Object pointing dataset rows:
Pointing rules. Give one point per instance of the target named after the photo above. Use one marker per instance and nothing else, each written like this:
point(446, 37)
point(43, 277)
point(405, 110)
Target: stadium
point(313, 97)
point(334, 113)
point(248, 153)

Exercise description — Copy each line of the data above without altering a single character.

Worked solution —
Pointing rules. Give one point per instance of the target named after the photo above. Use one marker per instance and nothing else, each written like this:
point(446, 37)
point(43, 277)
point(405, 110)
Target: stadium
point(313, 97)
point(334, 113)
point(248, 153)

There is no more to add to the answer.